§ Written problem A: Decide whether each statement below agrees with the excerpt on downsampling, and answer yes or no for each, quoting the deciding words of the excerpt. (i) Average pooling with a kernel of size 8 works better than resampling by a factor of 8. (ii) The Fourier transform of a Gaussian is a sinc function. (iii) Convolving an image with a sinc function for resampling is cheap.

§ Extract to read:
- - - - -

Now, average pooling with a kernel of size 4 is different. You need the average of the four values: (1 + 8 + 3 + 9) / 4 = 5.25:

>>> avg_pooled_4 = avg_pool(x, k=4)
>>> avg_pooled_4
tensor([5.2500])

From a DSP point of view, there are a few things to take into account.

When you resample a signal with a specific sampling frequency, aliases (copies) of the signal spectrum centered on multiples of the sampling frequency are generated (can be shown with maths 🪄 )

If your sampling frequency is very high, you're good because your aliases are far from your signal. But for downsampling, your frequency is low and the aliases will overlap with your signal, creating artifacts. The solution is to apply a low-pass filter to make your spectrum narrower and then the aliases won't overlap with your signal.

image

To apply a low-pass filter in Fourier space we can multiply the spectrum F(k) of our image f(x) by a step function S(k). That should remove high frequencies, i.e. blur the image (from an old coursework exercise):

image

But a multiplication F(k) × S(k) in Fourier space is mathematically equivalent to a convolution f(x) * s(x) in image space. The inverse Fourier transform is a sinc function.

image

So we could convolve our image with a sinc function for resampling, which is nice but expensive. That's Lanzcos interpolation.

Instead of a fancy sinc function with a wide support, we could use a more boring approximation with a small kernel. How about approximating the sinc with something that looks like a rectangle and convolve that? But wait, that's exactly what we did above!

1   8   3   9
_____
  ?       ?


1   8   3   9
        _____
  ?       ?

Interestingly, the Fourier transform of a step function is a sinc. If we multiply the spectrum by a sinc, the low-pass filter is not very nice but still does something reasonable. So both 1) resampling with linear interpolation and 2) average pooling are not terrible choices for downsampling! But using large downsampling factors means low sampling frequencies and therefore aliases that will overlap a lot with our image unless we perform aggressive low-pass filtering. Average pooling with a kernel of size 8 works better than resampling by a factor of 8 because the kernel of average pooling (8) is larger than the one used for linear interpolation (2). A larger (flat) kernel in image space means a narrower sinc in Fourier space, meaning a more aggressive low-pass filter and therefore aliasing is reduced.

Now, maybe we can use a nicer filter than a sinc in Fourier space. How about a Gaussian? It turns out that the Fourier transform of a Gaussian is a Gaussian, that's why we use a Gaussian kernel for filtering (convolving). The question is how to choose the variance of the Gaussian, but thankfully smart people have written about that, and I cite them in this PR.


A bit messy and not super accurate, but hopefully that helps a bit!

@fepegar
Copy link
Member Author

fepegar commented Jun 20, 2025

Also, this is the test image:

import math

import numpy as np


def zone_plate_3d(
    shape: tuple[int, int, int],
    base_frequency: float = 1,
) -> np.ndarray:
    coords = [
        np.linspace(-1.0, 1.0, n, endpoint=False)

- - - - -

[Stored items from a collection]

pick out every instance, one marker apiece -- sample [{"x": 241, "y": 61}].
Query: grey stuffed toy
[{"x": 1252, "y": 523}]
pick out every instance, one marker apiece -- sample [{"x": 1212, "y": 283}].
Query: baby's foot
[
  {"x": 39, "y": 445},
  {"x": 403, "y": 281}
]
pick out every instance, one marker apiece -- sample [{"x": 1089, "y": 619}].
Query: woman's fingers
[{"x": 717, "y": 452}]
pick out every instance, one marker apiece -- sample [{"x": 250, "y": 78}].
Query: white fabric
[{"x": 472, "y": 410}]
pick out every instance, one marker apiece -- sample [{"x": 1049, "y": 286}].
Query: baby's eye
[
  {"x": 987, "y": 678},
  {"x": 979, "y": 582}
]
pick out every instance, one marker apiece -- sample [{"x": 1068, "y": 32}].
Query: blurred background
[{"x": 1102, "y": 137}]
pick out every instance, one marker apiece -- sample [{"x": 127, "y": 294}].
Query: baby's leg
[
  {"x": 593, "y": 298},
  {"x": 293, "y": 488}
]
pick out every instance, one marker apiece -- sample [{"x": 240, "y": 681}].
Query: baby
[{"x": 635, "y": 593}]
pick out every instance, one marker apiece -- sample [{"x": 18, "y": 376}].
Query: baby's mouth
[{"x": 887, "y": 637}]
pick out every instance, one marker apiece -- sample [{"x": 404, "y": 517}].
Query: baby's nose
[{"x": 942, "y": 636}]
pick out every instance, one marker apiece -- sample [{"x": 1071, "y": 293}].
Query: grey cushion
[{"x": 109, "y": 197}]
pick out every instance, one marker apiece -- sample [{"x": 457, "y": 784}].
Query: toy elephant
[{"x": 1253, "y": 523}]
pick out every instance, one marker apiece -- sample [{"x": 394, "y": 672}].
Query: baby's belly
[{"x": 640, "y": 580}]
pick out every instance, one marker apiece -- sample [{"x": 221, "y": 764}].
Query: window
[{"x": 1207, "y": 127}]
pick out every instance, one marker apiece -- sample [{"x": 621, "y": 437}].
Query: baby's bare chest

- - - - -

§ Written problem B: Pull out every line of the records above that contains the word "grey".

§ Written solution A:
(i) Yes: "Average pooling with a kernel of size 8 works better than resampling by a factor of 8"
(ii) No: "the Fourier transform of a Gaussian is a Gaussian"
(iii) No: "which is nice but expensive"

§ Written solution B:
Query: grey stuffed toy
Query: grey cushion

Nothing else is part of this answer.